# Coordinate annotation records:
==============================

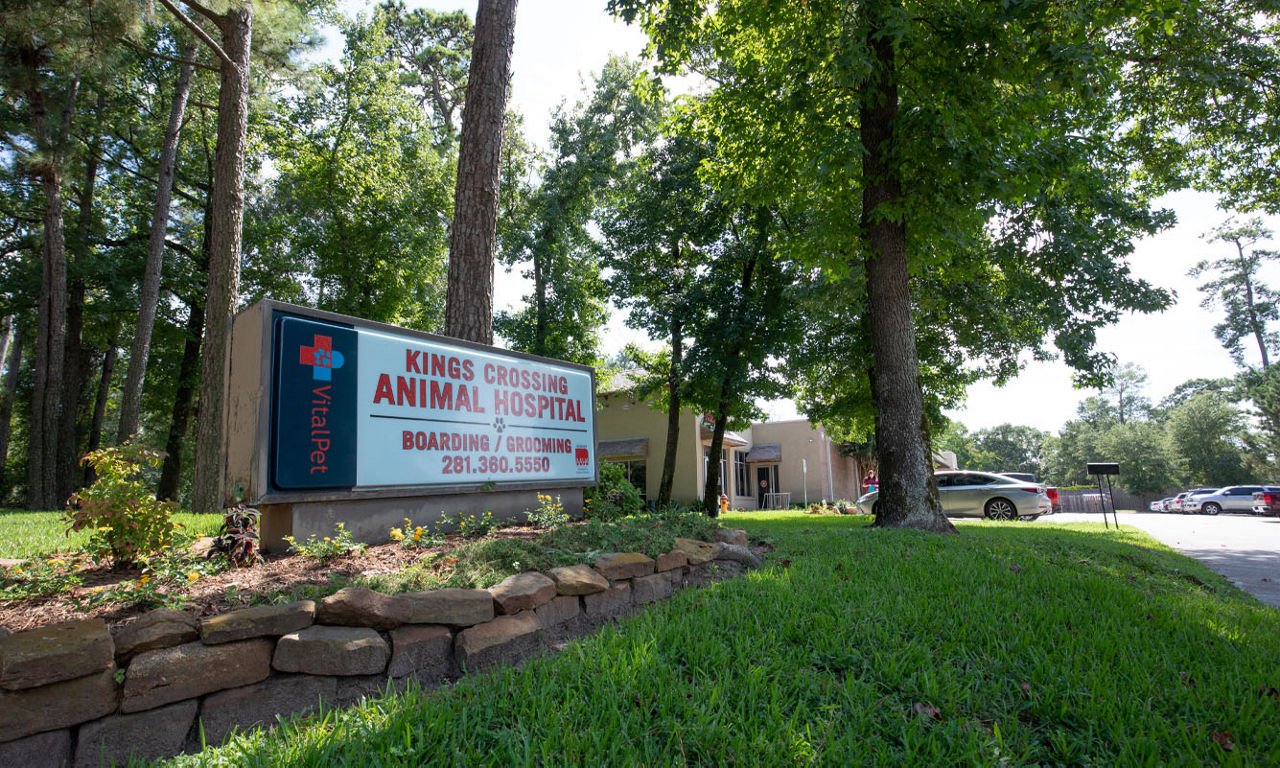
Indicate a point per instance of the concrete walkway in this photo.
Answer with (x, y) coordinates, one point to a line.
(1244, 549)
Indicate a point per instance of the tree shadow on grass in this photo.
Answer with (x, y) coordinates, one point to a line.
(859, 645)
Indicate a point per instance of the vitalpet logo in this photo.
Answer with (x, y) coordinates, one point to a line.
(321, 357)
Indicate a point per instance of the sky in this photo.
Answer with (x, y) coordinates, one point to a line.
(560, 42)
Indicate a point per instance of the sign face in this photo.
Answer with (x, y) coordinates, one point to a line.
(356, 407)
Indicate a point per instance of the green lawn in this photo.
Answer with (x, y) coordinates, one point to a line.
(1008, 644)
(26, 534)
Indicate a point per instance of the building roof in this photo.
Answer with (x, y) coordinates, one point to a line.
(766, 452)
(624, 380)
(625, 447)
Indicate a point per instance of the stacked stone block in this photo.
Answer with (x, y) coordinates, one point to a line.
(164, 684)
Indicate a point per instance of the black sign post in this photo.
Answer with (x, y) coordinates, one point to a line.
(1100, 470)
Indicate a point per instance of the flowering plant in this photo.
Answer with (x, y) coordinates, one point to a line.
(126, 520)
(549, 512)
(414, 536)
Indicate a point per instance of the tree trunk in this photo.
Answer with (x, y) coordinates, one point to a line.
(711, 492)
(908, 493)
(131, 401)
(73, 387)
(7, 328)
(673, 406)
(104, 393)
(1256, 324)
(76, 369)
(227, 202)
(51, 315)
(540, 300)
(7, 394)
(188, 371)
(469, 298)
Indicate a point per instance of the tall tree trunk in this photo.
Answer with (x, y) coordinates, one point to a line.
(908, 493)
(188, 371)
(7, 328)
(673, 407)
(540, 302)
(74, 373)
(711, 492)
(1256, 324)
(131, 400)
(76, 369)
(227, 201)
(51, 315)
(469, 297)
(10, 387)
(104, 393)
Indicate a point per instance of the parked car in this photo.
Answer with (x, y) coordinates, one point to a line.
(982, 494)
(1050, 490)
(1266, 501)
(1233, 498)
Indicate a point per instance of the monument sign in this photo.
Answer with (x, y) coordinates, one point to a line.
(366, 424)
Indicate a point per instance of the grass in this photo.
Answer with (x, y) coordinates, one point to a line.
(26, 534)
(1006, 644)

==============================

Format every line of the items above as a JSON list of strings, one string per line, with blank lines skipped. Leave the pictures out of the list.

# TASK OUTPUT:
[
  "Indicate a point per instance of the concrete walkway in this photo.",
  "Answer with (x, y) coordinates, one point to a line.",
  "(1244, 549)",
  "Indicate a point per instance of the tree shadow on grass in this photo.",
  "Answer with (x, y) coordinates, one point to a line.",
  "(859, 645)",
  "Indicate a point per instance of the vitalpet logo in this photo.",
  "Answer with (x, y) coordinates, one point to a line.",
  "(321, 357)",
  "Indicate a point per instance of the sky in this photo.",
  "Answer with (x, y) coordinates, one point to a line.",
  "(560, 42)",
  "Indicate a point per instance of the sign face in this photo.",
  "Answer with (x, y) coordinates, one point to a line.",
  "(356, 407)",
  "Indicate a point per instance of the green lawn in this photo.",
  "Answer with (x, y) coordinates, one point to a line.",
  "(1008, 644)",
  "(26, 534)",
  "Indicate a point per instance of the building roof in this photo.",
  "Answer with (x, y) coordinates, one point to a line.",
  "(766, 452)",
  "(624, 380)",
  "(625, 447)",
  "Indicate a point per instance of the stacked stone block in this photo.",
  "Answer with (x, y) coordinates, one point to a line.",
  "(164, 684)",
  "Indicate a point per instance of the black sign post in this photo.",
  "Answer with (x, y) coordinates, one point to a line.",
  "(1100, 470)",
  "Indicate a point per instance of the flowering plant in this photo.",
  "Answer with (x, y) coordinates, one point to a line.",
  "(126, 520)",
  "(549, 512)",
  "(414, 536)",
  "Indicate a point per instance of the tree trunk in this photo.",
  "Answer with (x, y) coordinates, one point to a line.",
  "(711, 492)",
  "(908, 493)",
  "(131, 401)",
  "(73, 387)",
  "(7, 328)",
  "(673, 406)",
  "(104, 393)",
  "(1256, 324)",
  "(76, 369)",
  "(227, 202)",
  "(51, 315)",
  "(540, 300)",
  "(7, 394)",
  "(188, 371)",
  "(469, 298)",
  "Indicate a point per instance of the tall tree trunk in this photo.",
  "Answer with (x, y) coordinates, one point to a line.",
  "(908, 493)",
  "(188, 371)",
  "(7, 328)",
  "(673, 407)",
  "(540, 302)",
  "(74, 373)",
  "(711, 492)",
  "(1256, 324)",
  "(131, 400)",
  "(76, 369)",
  "(227, 201)",
  "(51, 315)",
  "(469, 297)",
  "(10, 387)",
  "(104, 393)",
  "Indicate a point per instance of the parked car in this photo.",
  "Answer with (x, y) coordinates, one point to a line.",
  "(982, 494)",
  "(1050, 490)",
  "(1266, 501)",
  "(1233, 498)",
  "Indicate a point per instance of the monument sign in this photo.",
  "Answer with (x, y) coordinates, one point to a line.",
  "(366, 424)",
  "Indicate a point per instance of the grass in this photo.",
  "Answer with (x, y) coordinates, one point to a line.",
  "(26, 534)",
  "(1006, 644)"
]